• **TASK DETAILS**: Reproduce everything from the first of the rows below down to the line containing "(1183, 384)", word for word and with both ends included. Leave the pictures out of your answer.

• **DATA LINES**:
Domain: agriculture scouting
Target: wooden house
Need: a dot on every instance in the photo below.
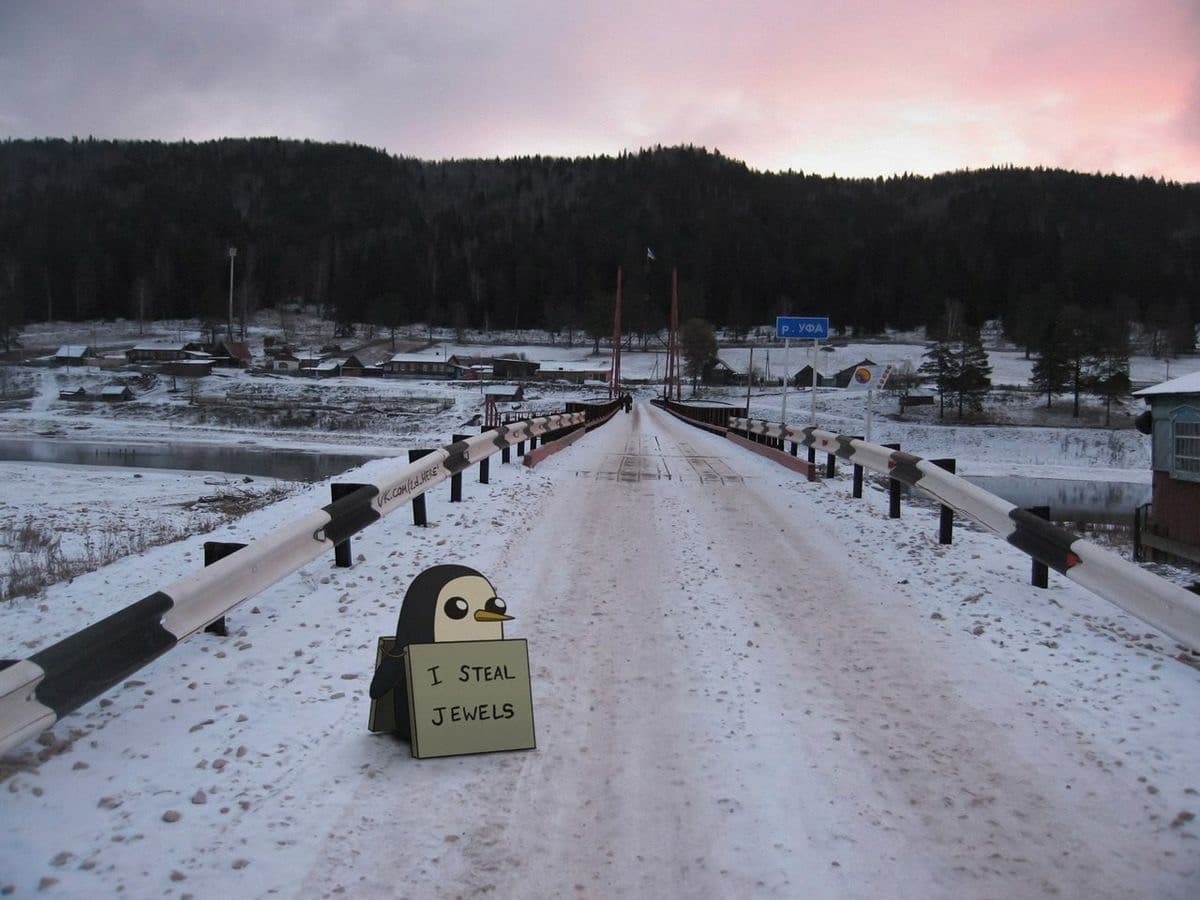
(720, 372)
(76, 355)
(1171, 525)
(187, 367)
(231, 354)
(156, 352)
(804, 378)
(575, 372)
(514, 369)
(115, 394)
(337, 366)
(414, 366)
(504, 393)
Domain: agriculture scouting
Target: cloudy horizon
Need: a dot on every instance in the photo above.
(858, 89)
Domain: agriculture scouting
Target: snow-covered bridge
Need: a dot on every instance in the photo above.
(744, 685)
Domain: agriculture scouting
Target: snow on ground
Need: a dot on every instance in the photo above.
(744, 685)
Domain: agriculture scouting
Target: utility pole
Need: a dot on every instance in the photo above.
(615, 384)
(233, 255)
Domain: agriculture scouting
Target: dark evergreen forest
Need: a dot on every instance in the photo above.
(106, 229)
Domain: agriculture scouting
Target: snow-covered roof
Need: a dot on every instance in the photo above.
(575, 366)
(503, 390)
(414, 358)
(1183, 384)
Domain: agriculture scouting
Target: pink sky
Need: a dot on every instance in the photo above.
(847, 88)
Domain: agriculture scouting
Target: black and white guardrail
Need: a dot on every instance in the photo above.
(37, 691)
(1170, 609)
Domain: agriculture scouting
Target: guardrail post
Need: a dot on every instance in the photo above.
(419, 501)
(456, 479)
(1039, 576)
(213, 552)
(857, 490)
(894, 489)
(342, 551)
(946, 522)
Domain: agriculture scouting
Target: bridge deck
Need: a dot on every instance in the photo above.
(736, 693)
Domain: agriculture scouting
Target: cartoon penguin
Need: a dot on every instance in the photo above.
(445, 603)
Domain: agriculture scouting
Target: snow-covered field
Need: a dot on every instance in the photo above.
(744, 684)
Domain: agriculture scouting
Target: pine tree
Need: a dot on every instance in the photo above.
(1051, 370)
(1108, 365)
(973, 373)
(941, 366)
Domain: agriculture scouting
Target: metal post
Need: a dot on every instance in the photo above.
(213, 552)
(946, 522)
(857, 490)
(1039, 575)
(894, 489)
(483, 463)
(342, 551)
(233, 255)
(456, 479)
(419, 501)
(783, 412)
(813, 414)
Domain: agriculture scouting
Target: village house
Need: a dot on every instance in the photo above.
(339, 366)
(115, 394)
(504, 393)
(720, 372)
(414, 366)
(187, 367)
(510, 367)
(76, 355)
(156, 352)
(804, 378)
(576, 372)
(231, 354)
(1171, 525)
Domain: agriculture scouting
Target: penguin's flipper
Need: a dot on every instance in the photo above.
(389, 675)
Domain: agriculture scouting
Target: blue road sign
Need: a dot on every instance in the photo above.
(810, 328)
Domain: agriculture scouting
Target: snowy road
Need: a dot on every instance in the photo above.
(744, 685)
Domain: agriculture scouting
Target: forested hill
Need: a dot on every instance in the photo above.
(93, 228)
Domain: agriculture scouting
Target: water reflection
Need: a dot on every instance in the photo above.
(1069, 501)
(263, 462)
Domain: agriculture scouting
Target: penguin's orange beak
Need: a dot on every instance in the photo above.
(489, 616)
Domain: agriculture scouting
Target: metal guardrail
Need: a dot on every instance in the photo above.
(37, 691)
(1169, 607)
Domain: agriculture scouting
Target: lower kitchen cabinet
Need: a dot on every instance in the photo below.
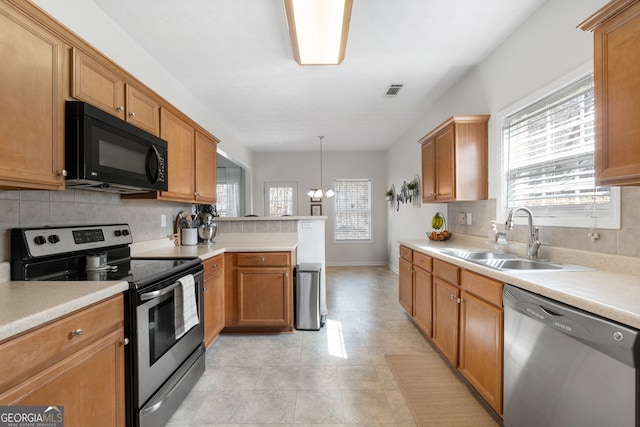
(76, 362)
(405, 290)
(481, 336)
(461, 311)
(259, 291)
(445, 318)
(423, 293)
(213, 298)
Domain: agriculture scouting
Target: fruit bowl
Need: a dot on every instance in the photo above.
(439, 236)
(439, 222)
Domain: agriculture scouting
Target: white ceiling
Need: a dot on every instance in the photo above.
(236, 56)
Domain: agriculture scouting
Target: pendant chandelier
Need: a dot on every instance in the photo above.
(322, 191)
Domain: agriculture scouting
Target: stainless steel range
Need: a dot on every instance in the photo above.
(163, 307)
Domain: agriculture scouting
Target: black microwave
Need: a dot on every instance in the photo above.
(103, 152)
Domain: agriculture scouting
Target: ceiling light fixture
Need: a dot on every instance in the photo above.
(318, 30)
(322, 191)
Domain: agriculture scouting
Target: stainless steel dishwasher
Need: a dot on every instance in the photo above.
(566, 367)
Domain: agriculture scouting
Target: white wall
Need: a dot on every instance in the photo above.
(543, 49)
(85, 19)
(305, 169)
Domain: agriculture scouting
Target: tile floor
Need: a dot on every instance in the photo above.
(337, 375)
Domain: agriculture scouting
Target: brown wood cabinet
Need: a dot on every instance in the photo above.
(454, 160)
(103, 87)
(191, 163)
(446, 307)
(616, 29)
(405, 281)
(213, 298)
(33, 82)
(423, 292)
(481, 336)
(76, 362)
(258, 291)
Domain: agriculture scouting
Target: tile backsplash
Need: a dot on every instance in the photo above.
(623, 242)
(71, 207)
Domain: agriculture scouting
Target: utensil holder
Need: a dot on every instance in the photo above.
(189, 236)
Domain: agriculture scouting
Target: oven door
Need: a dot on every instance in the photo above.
(159, 352)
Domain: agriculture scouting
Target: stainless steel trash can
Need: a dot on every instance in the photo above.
(307, 297)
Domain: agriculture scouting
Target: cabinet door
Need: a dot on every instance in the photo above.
(405, 288)
(423, 301)
(180, 139)
(32, 82)
(213, 298)
(481, 328)
(206, 152)
(617, 90)
(445, 318)
(142, 110)
(96, 84)
(429, 171)
(89, 384)
(264, 296)
(445, 164)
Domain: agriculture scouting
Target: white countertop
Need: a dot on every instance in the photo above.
(609, 294)
(25, 305)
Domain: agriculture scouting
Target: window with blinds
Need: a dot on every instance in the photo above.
(549, 156)
(352, 209)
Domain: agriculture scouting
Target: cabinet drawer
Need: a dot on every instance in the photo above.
(36, 350)
(271, 259)
(483, 287)
(213, 266)
(406, 253)
(421, 260)
(446, 271)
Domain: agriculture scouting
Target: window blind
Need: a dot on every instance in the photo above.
(352, 209)
(550, 155)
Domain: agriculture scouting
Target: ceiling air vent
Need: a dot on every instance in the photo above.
(393, 89)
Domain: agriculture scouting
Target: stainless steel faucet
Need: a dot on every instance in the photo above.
(534, 243)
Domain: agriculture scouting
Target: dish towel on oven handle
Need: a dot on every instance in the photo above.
(185, 305)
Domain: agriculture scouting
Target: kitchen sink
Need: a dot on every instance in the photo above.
(479, 255)
(510, 262)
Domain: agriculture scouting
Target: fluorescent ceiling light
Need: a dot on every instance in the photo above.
(318, 30)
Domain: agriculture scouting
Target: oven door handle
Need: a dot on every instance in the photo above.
(155, 294)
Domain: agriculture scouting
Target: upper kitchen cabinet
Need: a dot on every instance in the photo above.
(98, 84)
(616, 29)
(33, 80)
(454, 160)
(192, 161)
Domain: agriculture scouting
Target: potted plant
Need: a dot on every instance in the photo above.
(389, 195)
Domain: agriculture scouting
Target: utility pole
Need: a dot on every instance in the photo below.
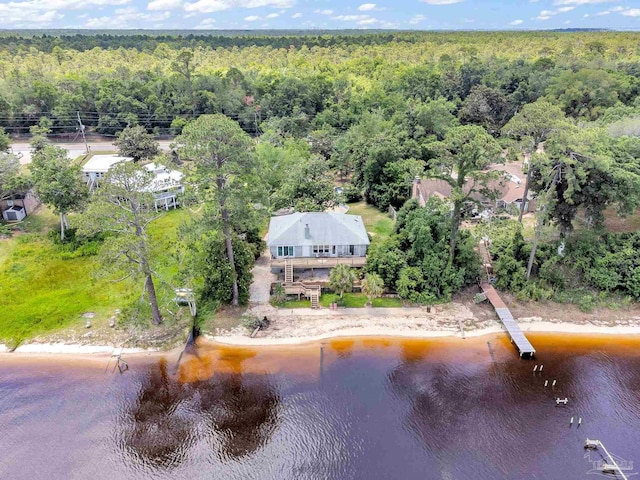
(81, 128)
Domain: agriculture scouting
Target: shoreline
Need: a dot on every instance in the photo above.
(236, 339)
(535, 327)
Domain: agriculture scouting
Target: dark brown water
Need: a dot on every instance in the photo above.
(374, 409)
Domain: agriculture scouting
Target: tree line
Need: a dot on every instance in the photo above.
(262, 129)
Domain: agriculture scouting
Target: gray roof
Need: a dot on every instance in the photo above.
(324, 229)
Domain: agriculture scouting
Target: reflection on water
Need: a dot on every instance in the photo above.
(380, 408)
(235, 414)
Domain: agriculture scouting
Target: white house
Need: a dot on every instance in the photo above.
(318, 235)
(98, 166)
(166, 185)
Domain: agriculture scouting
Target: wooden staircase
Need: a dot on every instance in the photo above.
(314, 295)
(288, 272)
(312, 292)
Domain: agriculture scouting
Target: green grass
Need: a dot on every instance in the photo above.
(351, 300)
(379, 224)
(43, 292)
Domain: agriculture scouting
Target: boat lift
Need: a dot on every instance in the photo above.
(607, 467)
(185, 296)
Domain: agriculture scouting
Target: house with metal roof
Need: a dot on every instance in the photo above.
(317, 240)
(509, 188)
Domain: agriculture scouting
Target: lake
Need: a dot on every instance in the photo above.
(365, 408)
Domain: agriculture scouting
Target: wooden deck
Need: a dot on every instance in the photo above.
(326, 262)
(517, 337)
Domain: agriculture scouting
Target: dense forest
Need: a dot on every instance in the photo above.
(370, 111)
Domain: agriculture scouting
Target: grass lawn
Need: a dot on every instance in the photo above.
(43, 291)
(379, 224)
(351, 300)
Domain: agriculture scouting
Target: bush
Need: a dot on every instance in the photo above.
(75, 246)
(279, 295)
(352, 193)
(586, 303)
(5, 230)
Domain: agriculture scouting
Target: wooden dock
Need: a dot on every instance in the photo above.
(517, 337)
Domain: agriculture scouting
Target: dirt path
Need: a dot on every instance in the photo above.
(260, 289)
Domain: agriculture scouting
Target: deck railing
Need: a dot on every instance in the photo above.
(322, 262)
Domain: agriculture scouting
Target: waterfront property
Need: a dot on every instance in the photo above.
(98, 166)
(317, 240)
(509, 188)
(166, 185)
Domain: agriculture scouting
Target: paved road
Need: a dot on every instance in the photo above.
(75, 149)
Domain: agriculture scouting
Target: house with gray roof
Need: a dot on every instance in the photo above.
(318, 239)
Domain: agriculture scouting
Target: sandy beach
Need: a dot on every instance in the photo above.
(291, 327)
(300, 326)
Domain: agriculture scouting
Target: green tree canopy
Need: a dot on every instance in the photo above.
(123, 208)
(224, 158)
(135, 142)
(58, 183)
(341, 278)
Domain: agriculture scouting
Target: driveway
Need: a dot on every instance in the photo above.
(259, 291)
(74, 149)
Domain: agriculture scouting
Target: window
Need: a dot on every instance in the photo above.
(285, 251)
(321, 249)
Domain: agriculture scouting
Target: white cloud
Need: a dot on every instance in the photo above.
(441, 2)
(164, 4)
(417, 19)
(128, 17)
(351, 18)
(547, 14)
(40, 13)
(206, 24)
(209, 6)
(579, 2)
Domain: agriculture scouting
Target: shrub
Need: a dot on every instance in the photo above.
(352, 193)
(586, 303)
(279, 295)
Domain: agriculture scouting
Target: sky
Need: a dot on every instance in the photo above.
(321, 14)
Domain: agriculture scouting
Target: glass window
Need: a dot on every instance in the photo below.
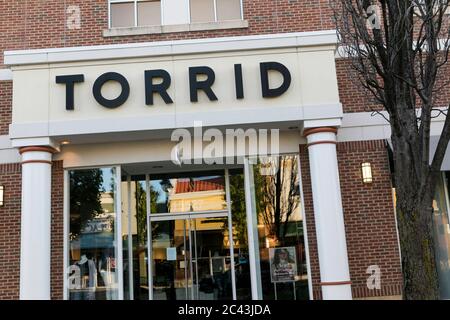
(442, 235)
(149, 13)
(282, 254)
(135, 250)
(228, 10)
(240, 237)
(122, 13)
(175, 194)
(92, 273)
(202, 11)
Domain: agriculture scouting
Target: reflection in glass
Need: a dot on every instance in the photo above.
(135, 224)
(280, 225)
(191, 194)
(191, 260)
(442, 237)
(240, 238)
(92, 262)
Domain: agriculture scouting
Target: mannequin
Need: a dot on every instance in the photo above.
(88, 273)
(107, 271)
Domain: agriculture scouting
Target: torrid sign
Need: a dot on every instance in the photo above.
(158, 81)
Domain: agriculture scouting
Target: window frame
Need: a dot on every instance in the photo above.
(135, 13)
(135, 2)
(241, 5)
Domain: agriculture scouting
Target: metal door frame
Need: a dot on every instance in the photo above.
(188, 216)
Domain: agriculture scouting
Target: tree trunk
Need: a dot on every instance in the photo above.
(420, 278)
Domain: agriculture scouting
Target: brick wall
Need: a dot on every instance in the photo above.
(42, 23)
(5, 106)
(11, 179)
(57, 250)
(368, 215)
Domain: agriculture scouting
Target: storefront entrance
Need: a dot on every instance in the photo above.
(234, 233)
(189, 257)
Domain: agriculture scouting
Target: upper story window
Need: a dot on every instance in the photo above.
(215, 10)
(134, 13)
(140, 13)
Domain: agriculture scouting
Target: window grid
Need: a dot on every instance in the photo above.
(135, 6)
(135, 2)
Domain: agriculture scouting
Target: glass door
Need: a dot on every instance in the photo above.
(190, 258)
(171, 260)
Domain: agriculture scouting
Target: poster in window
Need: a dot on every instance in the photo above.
(283, 264)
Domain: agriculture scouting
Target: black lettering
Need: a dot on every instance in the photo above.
(238, 81)
(116, 102)
(70, 81)
(267, 92)
(161, 88)
(204, 85)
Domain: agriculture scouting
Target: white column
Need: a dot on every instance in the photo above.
(36, 223)
(328, 214)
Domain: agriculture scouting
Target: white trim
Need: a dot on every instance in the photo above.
(119, 246)
(177, 47)
(242, 10)
(5, 142)
(170, 28)
(5, 74)
(9, 156)
(161, 122)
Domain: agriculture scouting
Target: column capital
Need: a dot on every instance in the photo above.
(37, 149)
(310, 131)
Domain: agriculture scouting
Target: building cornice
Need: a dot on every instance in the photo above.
(325, 38)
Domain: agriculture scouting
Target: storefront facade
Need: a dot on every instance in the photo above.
(225, 166)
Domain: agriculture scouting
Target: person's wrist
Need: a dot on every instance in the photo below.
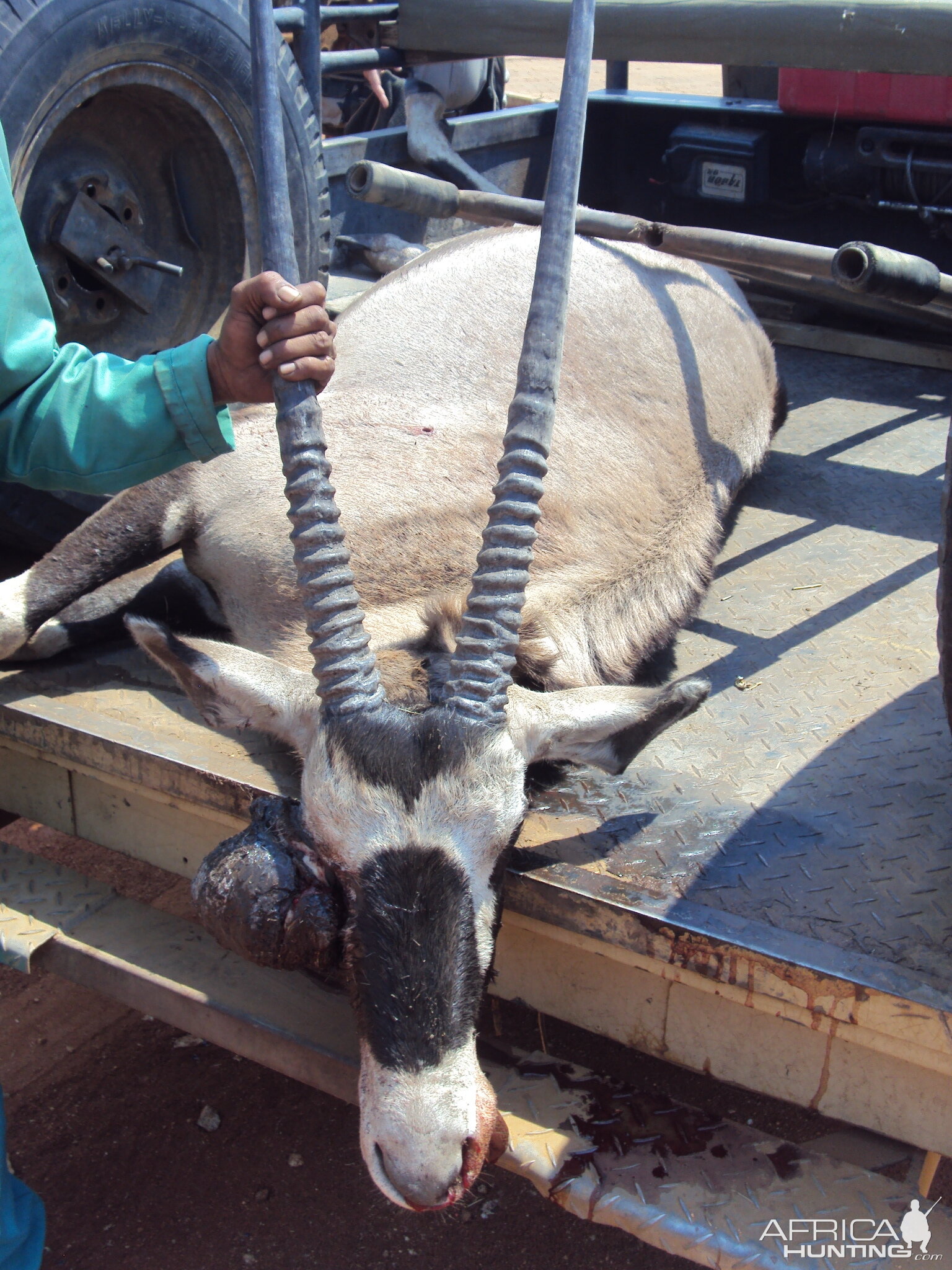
(216, 378)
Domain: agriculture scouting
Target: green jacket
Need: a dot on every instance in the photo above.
(97, 424)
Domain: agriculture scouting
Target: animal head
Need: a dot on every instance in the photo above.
(405, 822)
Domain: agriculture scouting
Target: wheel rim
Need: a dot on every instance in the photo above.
(162, 156)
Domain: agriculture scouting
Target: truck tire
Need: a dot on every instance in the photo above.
(943, 593)
(146, 109)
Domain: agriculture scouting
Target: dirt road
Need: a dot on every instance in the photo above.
(537, 79)
(103, 1108)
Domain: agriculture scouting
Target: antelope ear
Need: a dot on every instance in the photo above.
(604, 726)
(231, 686)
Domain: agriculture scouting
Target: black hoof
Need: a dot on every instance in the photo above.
(258, 895)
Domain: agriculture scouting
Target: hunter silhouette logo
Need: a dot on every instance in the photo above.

• **WORKED SOLUTION**:
Domain: agriculture scouting
Target: wooden house
Need: a dot on every instance in the photo below.
(720, 372)
(76, 355)
(1171, 525)
(187, 367)
(231, 354)
(156, 352)
(804, 378)
(575, 372)
(514, 369)
(115, 394)
(337, 366)
(414, 366)
(504, 393)
Domain: agriculture scouting
Target: cloudy horizon
Need: a dot on every instance in the photo above.
(858, 89)
Domain: agriculture scouting
Target: snow-covered bridge
Need: a dot on every instance in the photo above.
(744, 685)
Domain: agriculture scouting
Target: snow on ground
Need: a dot on every instance in the photo above.
(744, 685)
Domain: agriculture scouting
Target: utility pole
Need: a dot on every instance in the photo above.
(615, 384)
(233, 255)
Domain: agriculture scouting
Target: dark evergreen forest
Need: a dot on every instance in the photo above.
(106, 229)
Domain: agriculture scouting
Target: snow-covered roof
Need: a dot on every instance in the photo above.
(575, 366)
(503, 390)
(414, 358)
(1183, 384)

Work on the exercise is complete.